Extract to read:
/---

In the current study, the duration of nonspeech prime tones will be varied parametrically in order to test the size of the temporal window that contributes to vowel quality perception. Prime durations will be 25, 50, 100, 150, 200, 300, and 500 ms, a set that spans the proposed short and long window durations. Because priming effects depend on similarity between prime and target, response times (RTs) are expected to be faster for “match” than for “clash” trials at each prime duration. Prime duration is likely to affect the magnitude of this priming effect, since primes that are shorter than the temporal integration window produce a weaker auditory response than primes with durations equal to or greater than the temporal integration window. This difference in activation is likely to modulate the effect of similarity between primes and targets. Thus, whatever the duration of the window is, increases in prime duration up to this value should increase the magnitude of the priming effect, while increasing the prime duration beyond the length of the window should produce no further increases in priming.
If, as Poeppel (2003) suggested, vowels are analyzed over a long temporal window of 150–250 ms, the shortest primes of the current experiment will be too brief to fully excite that window. These short primes should, therefore, produce less activation and a weaker priming effect than longer primes. Maximum priming should therefore occur at prime durations of 150–250 ms, at which point the prime stimuli will be as long as the temporal integration window. If, on the other hand, vowel perception draws on a short window, then short duration primes should fully excite the auditory representation of the vowel. Maximum priming should then occur at prime durations of 25–50 ms. Long and short temporal integration windows thus make different predictions for the direction of the effect of prime duration on priming magnitude between 20 and 250 ms (i.e., in the 25, 50, 100, 150, and 200 ms conditions of the current experiment). A long window predicts increasing priming over this range, while a short window predicts level or decreasing priming.
EXPERIMENT 1
Methods
Subjects
Subjects were 70 native speakers of North American English who reported having normal hearing and no history of speech or language disorders. They were paid for their participation.
Stimuli
Targets were two vowel sounds, [ɑ] and [i], synthesized using the PRAAT software package (Boersma and Weenink, 2007). The linear predictive coding residual of a single token of [i] spoken in isolation by a male native speaker of North American English was passed through a five-formant cascade to create each target vowel. F0 ranged from 123 to 131 Hz and the stimulus duration was 280 ms. The first three formants were set to constant frequencies unique to each target vowel; F1 and F2 frequencies were determined by measuring the speaker’s productions, while F3 was set to a value that produced the best vowel percept as judged by the experimenter (A. Wallace) ([i]: 362, 2191, and 3100 Hz; [ɑ]: 772, 1308, and 2960 Hz). The fourth and fifth formants, as well as all formants’ bandwidths, were not altered from the time-varying values measured in the original natural [i] (mean F4=3487 Hz, F5=3997 Hz; BW=82, 39, 261, 204, 238 Hz). The targets’ amplitudes were scaled so that they would be equal in perceptual loudness, as predicted by the ISO532B standard [71 dB sound pressure level (SPL) for both targets].

\---

Work to do:
#1 Reproduce the vowel-priming passage from "EXPERIMENT 1" up to and including "for their participation.".
#2 Decide whether each statement agrees with the vowel-priming passage. Answer yes or no, and quote the passage's deciding words.
(a) The prime durations include both 25 ms and 500 ms.
(b) The subjects took part without pay.
(c) Each target vowel lasted 280 ms.
#3 Continue the vowel-priming passage, picking up after its final sentence.

Records shown:
/---

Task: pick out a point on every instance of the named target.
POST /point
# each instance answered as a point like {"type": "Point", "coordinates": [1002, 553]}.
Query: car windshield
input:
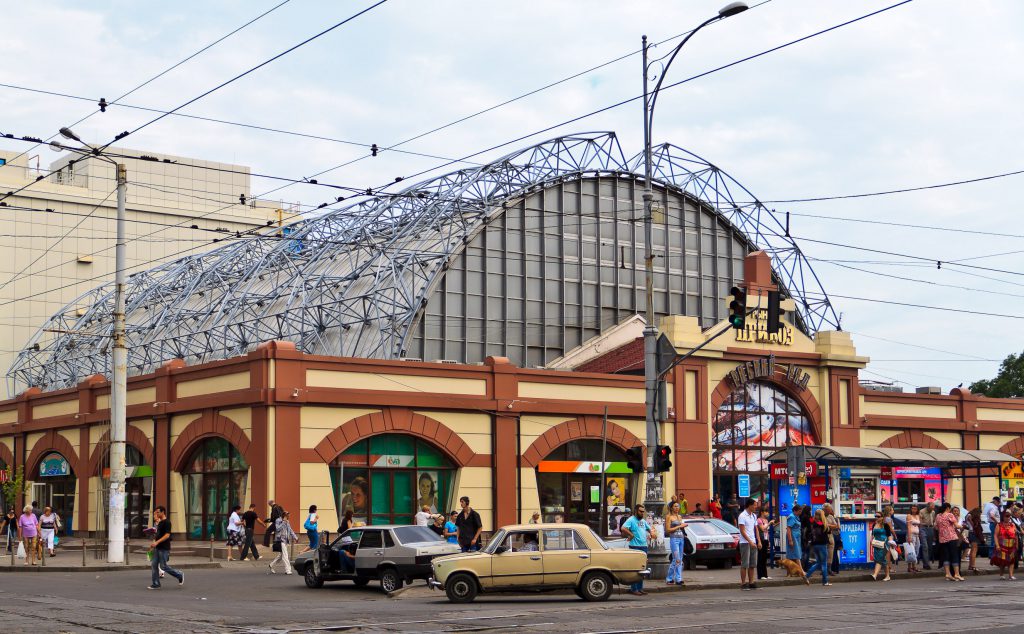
{"type": "Point", "coordinates": [412, 535]}
{"type": "Point", "coordinates": [705, 529]}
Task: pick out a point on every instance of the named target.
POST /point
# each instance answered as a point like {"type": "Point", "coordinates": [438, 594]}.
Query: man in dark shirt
{"type": "Point", "coordinates": [249, 518]}
{"type": "Point", "coordinates": [469, 525]}
{"type": "Point", "coordinates": [162, 549]}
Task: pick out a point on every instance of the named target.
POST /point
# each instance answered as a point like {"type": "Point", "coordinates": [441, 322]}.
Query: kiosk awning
{"type": "Point", "coordinates": [878, 456]}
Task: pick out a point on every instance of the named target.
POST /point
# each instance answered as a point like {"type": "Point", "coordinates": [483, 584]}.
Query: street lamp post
{"type": "Point", "coordinates": [654, 496]}
{"type": "Point", "coordinates": [119, 366]}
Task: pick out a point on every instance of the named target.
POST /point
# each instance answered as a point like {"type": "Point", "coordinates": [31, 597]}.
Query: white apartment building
{"type": "Point", "coordinates": [57, 236]}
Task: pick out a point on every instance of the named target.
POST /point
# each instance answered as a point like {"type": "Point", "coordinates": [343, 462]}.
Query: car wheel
{"type": "Point", "coordinates": [312, 579]}
{"type": "Point", "coordinates": [595, 587]}
{"type": "Point", "coordinates": [390, 580]}
{"type": "Point", "coordinates": [461, 588]}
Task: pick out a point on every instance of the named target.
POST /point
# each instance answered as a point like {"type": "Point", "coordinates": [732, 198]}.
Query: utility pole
{"type": "Point", "coordinates": [119, 388]}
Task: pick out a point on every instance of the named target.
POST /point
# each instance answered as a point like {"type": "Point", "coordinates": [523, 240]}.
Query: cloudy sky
{"type": "Point", "coordinates": [928, 92]}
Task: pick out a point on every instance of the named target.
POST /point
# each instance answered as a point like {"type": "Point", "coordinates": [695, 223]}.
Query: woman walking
{"type": "Point", "coordinates": [974, 523]}
{"type": "Point", "coordinates": [283, 538]}
{"type": "Point", "coordinates": [311, 524]}
{"type": "Point", "coordinates": [28, 532]}
{"type": "Point", "coordinates": [1005, 553]}
{"type": "Point", "coordinates": [236, 532]}
{"type": "Point", "coordinates": [819, 543]}
{"type": "Point", "coordinates": [912, 538]}
{"type": "Point", "coordinates": [675, 527]}
{"type": "Point", "coordinates": [880, 550]}
{"type": "Point", "coordinates": [949, 541]}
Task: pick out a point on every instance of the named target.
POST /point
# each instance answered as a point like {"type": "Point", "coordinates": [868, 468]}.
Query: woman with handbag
{"type": "Point", "coordinates": [284, 537]}
{"type": "Point", "coordinates": [880, 552]}
{"type": "Point", "coordinates": [675, 527]}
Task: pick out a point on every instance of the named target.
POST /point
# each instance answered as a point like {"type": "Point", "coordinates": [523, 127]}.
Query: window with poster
{"type": "Point", "coordinates": [388, 477]}
{"type": "Point", "coordinates": [569, 485]}
{"type": "Point", "coordinates": [755, 421]}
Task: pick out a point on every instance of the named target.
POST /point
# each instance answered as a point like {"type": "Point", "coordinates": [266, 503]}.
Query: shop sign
{"type": "Point", "coordinates": [53, 465]}
{"type": "Point", "coordinates": [392, 461]}
{"type": "Point", "coordinates": [765, 369]}
{"type": "Point", "coordinates": [578, 466]}
{"type": "Point", "coordinates": [780, 471]}
{"type": "Point", "coordinates": [756, 330]}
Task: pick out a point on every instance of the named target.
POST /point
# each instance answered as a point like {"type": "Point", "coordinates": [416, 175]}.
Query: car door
{"type": "Point", "coordinates": [514, 566]}
{"type": "Point", "coordinates": [369, 554]}
{"type": "Point", "coordinates": [565, 554]}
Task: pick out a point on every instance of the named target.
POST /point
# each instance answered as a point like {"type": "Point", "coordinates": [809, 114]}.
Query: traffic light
{"type": "Point", "coordinates": [662, 458]}
{"type": "Point", "coordinates": [737, 308]}
{"type": "Point", "coordinates": [634, 459]}
{"type": "Point", "coordinates": [775, 311]}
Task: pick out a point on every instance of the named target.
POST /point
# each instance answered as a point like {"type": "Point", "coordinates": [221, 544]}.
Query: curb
{"type": "Point", "coordinates": [848, 577]}
{"type": "Point", "coordinates": [104, 568]}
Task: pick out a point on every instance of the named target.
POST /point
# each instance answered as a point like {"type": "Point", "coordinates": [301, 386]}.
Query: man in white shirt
{"type": "Point", "coordinates": [750, 543]}
{"type": "Point", "coordinates": [991, 513]}
{"type": "Point", "coordinates": [424, 518]}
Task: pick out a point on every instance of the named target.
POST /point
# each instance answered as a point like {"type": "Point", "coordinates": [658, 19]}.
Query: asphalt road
{"type": "Point", "coordinates": [247, 600]}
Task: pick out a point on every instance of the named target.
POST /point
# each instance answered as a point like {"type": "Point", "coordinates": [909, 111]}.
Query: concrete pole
{"type": "Point", "coordinates": [119, 389]}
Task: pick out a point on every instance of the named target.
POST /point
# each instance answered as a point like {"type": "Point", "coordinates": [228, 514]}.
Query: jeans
{"type": "Point", "coordinates": [637, 587]}
{"type": "Point", "coordinates": [160, 557]}
{"type": "Point", "coordinates": [820, 562]}
{"type": "Point", "coordinates": [676, 565]}
{"type": "Point", "coordinates": [249, 544]}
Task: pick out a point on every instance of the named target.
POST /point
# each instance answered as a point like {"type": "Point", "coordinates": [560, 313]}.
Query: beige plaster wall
{"type": "Point", "coordinates": [315, 422]}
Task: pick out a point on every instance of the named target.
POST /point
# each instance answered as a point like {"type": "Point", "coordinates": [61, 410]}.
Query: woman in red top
{"type": "Point", "coordinates": [715, 507]}
{"type": "Point", "coordinates": [1005, 554]}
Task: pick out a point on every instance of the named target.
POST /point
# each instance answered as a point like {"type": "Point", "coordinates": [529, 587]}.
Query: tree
{"type": "Point", "coordinates": [1008, 383]}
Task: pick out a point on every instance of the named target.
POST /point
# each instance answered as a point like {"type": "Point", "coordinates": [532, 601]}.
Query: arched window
{"type": "Point", "coordinates": [214, 479]}
{"type": "Point", "coordinates": [387, 478]}
{"type": "Point", "coordinates": [754, 421]}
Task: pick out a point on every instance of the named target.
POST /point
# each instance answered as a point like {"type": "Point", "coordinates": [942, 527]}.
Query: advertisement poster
{"type": "Point", "coordinates": [614, 494]}
{"type": "Point", "coordinates": [427, 489]}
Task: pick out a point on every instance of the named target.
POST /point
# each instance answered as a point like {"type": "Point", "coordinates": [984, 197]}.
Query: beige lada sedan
{"type": "Point", "coordinates": [548, 556]}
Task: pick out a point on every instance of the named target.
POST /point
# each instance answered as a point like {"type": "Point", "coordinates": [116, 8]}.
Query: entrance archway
{"type": "Point", "coordinates": [214, 478]}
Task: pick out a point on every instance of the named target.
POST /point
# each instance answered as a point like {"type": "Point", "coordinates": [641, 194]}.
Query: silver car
{"type": "Point", "coordinates": [392, 554]}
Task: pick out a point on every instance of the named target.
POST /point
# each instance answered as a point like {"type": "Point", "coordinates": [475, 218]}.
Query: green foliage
{"type": "Point", "coordinates": [1008, 383]}
{"type": "Point", "coordinates": [13, 485]}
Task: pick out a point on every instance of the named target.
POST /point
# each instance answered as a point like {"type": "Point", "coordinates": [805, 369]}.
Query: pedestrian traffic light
{"type": "Point", "coordinates": [634, 459]}
{"type": "Point", "coordinates": [775, 311]}
{"type": "Point", "coordinates": [737, 308]}
{"type": "Point", "coordinates": [662, 458]}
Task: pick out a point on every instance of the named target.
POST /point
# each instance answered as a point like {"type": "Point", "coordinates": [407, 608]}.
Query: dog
{"type": "Point", "coordinates": [793, 567]}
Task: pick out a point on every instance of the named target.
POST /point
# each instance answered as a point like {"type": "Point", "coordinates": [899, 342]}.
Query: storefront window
{"type": "Point", "coordinates": [568, 482]}
{"type": "Point", "coordinates": [387, 478]}
{"type": "Point", "coordinates": [214, 480]}
{"type": "Point", "coordinates": [755, 421]}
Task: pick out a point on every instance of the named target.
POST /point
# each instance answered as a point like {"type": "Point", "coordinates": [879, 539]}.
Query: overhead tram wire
{"type": "Point", "coordinates": [148, 81]}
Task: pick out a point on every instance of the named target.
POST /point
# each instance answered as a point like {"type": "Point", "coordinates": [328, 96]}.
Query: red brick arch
{"type": "Point", "coordinates": [51, 441]}
{"type": "Point", "coordinates": [134, 436]}
{"type": "Point", "coordinates": [1014, 448]}
{"type": "Point", "coordinates": [803, 396]}
{"type": "Point", "coordinates": [912, 438]}
{"type": "Point", "coordinates": [396, 420]}
{"type": "Point", "coordinates": [580, 427]}
{"type": "Point", "coordinates": [207, 426]}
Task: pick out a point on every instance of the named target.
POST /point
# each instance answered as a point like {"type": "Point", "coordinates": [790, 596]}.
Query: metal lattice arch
{"type": "Point", "coordinates": [526, 257]}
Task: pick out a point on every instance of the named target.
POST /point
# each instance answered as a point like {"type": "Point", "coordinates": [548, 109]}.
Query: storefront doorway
{"type": "Point", "coordinates": [569, 485]}
{"type": "Point", "coordinates": [387, 478]}
{"type": "Point", "coordinates": [214, 479]}
{"type": "Point", "coordinates": [55, 488]}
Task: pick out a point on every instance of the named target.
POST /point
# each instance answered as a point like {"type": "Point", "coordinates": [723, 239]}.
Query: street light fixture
{"type": "Point", "coordinates": [653, 495]}
{"type": "Point", "coordinates": [119, 366]}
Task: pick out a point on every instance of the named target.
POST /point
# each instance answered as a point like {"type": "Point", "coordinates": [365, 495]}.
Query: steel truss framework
{"type": "Point", "coordinates": [354, 281]}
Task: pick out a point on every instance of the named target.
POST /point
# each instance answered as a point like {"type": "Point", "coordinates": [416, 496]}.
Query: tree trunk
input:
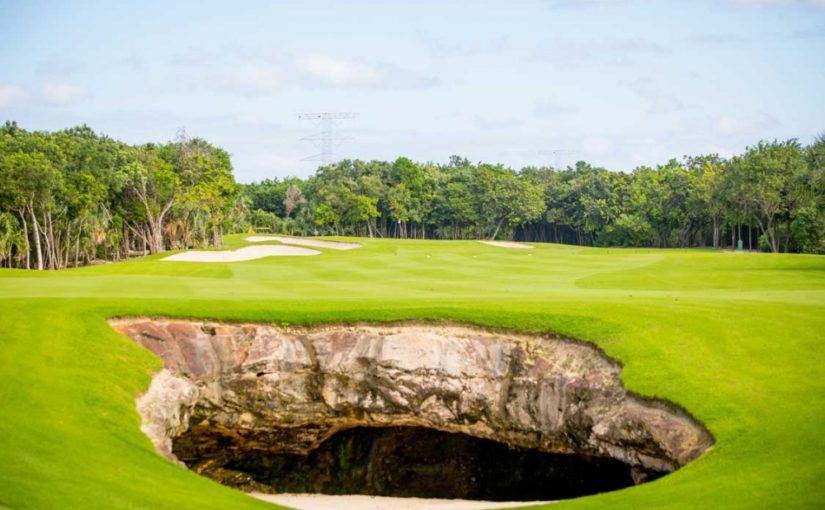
{"type": "Point", "coordinates": [22, 214]}
{"type": "Point", "coordinates": [36, 230]}
{"type": "Point", "coordinates": [498, 227]}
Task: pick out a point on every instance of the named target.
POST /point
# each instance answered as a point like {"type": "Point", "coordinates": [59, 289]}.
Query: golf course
{"type": "Point", "coordinates": [733, 338]}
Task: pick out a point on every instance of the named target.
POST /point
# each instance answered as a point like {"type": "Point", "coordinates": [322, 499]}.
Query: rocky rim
{"type": "Point", "coordinates": [286, 390]}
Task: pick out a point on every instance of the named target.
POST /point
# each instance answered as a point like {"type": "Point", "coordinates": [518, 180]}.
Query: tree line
{"type": "Point", "coordinates": [74, 197]}
{"type": "Point", "coordinates": [771, 197]}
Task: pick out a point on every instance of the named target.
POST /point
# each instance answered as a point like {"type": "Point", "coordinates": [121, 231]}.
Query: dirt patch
{"type": "Point", "coordinates": [300, 241]}
{"type": "Point", "coordinates": [241, 254]}
{"type": "Point", "coordinates": [325, 502]}
{"type": "Point", "coordinates": [508, 244]}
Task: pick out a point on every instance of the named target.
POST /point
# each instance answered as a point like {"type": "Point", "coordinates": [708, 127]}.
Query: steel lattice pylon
{"type": "Point", "coordinates": [326, 138]}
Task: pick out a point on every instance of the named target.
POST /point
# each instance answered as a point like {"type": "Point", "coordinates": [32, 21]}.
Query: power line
{"type": "Point", "coordinates": [326, 139]}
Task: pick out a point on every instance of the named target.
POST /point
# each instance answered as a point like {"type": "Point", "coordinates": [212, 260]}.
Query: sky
{"type": "Point", "coordinates": [617, 83]}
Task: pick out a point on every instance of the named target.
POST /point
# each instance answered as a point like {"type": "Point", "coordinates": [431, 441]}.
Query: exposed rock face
{"type": "Point", "coordinates": [258, 387]}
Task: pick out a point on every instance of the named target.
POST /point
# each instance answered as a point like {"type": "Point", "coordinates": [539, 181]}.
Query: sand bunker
{"type": "Point", "coordinates": [324, 502]}
{"type": "Point", "coordinates": [509, 244]}
{"type": "Point", "coordinates": [300, 241]}
{"type": "Point", "coordinates": [241, 254]}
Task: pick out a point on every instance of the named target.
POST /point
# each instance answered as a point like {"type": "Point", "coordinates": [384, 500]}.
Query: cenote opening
{"type": "Point", "coordinates": [406, 410]}
{"type": "Point", "coordinates": [407, 462]}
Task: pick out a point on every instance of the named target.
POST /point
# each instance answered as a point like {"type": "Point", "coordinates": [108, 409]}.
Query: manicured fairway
{"type": "Point", "coordinates": [737, 339]}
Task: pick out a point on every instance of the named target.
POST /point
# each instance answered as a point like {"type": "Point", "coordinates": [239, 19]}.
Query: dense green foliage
{"type": "Point", "coordinates": [772, 196]}
{"type": "Point", "coordinates": [735, 338]}
{"type": "Point", "coordinates": [70, 197]}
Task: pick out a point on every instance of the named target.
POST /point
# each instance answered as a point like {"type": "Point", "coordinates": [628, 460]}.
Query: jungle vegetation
{"type": "Point", "coordinates": [72, 197]}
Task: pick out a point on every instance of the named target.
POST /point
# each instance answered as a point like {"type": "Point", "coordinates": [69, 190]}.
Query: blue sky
{"type": "Point", "coordinates": [618, 83]}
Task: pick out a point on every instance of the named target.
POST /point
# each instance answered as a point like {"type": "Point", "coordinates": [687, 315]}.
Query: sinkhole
{"type": "Point", "coordinates": [405, 462]}
{"type": "Point", "coordinates": [406, 410]}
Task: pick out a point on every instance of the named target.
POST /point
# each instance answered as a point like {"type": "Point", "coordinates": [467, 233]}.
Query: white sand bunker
{"type": "Point", "coordinates": [301, 241]}
{"type": "Point", "coordinates": [509, 244]}
{"type": "Point", "coordinates": [241, 254]}
{"type": "Point", "coordinates": [324, 502]}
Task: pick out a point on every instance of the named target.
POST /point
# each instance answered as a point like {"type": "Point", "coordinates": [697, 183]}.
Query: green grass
{"type": "Point", "coordinates": [735, 338]}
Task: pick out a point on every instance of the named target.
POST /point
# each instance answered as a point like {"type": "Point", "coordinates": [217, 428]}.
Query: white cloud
{"type": "Point", "coordinates": [551, 108]}
{"type": "Point", "coordinates": [11, 95]}
{"type": "Point", "coordinates": [62, 93]}
{"type": "Point", "coordinates": [757, 123]}
{"type": "Point", "coordinates": [337, 71]}
{"type": "Point", "coordinates": [657, 100]}
{"type": "Point", "coordinates": [615, 50]}
{"type": "Point", "coordinates": [252, 78]}
{"type": "Point", "coordinates": [324, 70]}
{"type": "Point", "coordinates": [815, 3]}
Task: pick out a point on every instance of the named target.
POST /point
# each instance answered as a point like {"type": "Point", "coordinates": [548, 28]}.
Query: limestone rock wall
{"type": "Point", "coordinates": [255, 386]}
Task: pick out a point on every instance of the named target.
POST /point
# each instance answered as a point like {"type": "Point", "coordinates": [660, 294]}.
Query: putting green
{"type": "Point", "coordinates": [737, 339]}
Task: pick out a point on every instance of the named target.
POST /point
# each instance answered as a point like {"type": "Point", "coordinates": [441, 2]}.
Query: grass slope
{"type": "Point", "coordinates": [735, 338]}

\---

Answers for the tasks:
#1
EXPERIMENT 1
Methods
Subjects
Subjects were 70 native speakers of North American English who reported having normal hearing and no history of speech or language disorders. They were paid for their participation.

#2
(a) Yes: "Prime durations will be 25, 50, 100, 150, 200, 300, and 500 ms"
(b) No: "They were paid for their participation."
(c) Yes: "the stimulus duration was 280 ms"

#3
Primes were two nonspeech tone complexes, one matched to each of the targets. Each prime contained two component tones at the frequencies of the first two formants of the matched target. Intensities of the individual components were controlled to ensure: first, that the two sinusoidal components of each prime were equally loud, based on ISO226 equal loudness contours; and second, that the two primes themselves were equally loud, as predicted by ISO532B, resulting in absolute levels of 79 dB SPL for primes matched to [i] and 83 dB SPL for primes matched to [ɑ]. Primes were 25, 50, 100, 150, 200, 300, and 500 ms in duration, including 15 ms cosine-squared onset and offset intensity ramps, except in the 25-ms condition, where 12.5 ms ramps were used. After completing the experiment, subjects were asked what the primes sounded like, and none reported having heard them as speech. Subjects were then asked specifically whether the primes sounded like the target vowels; 3 of 70 subjects reported that they did.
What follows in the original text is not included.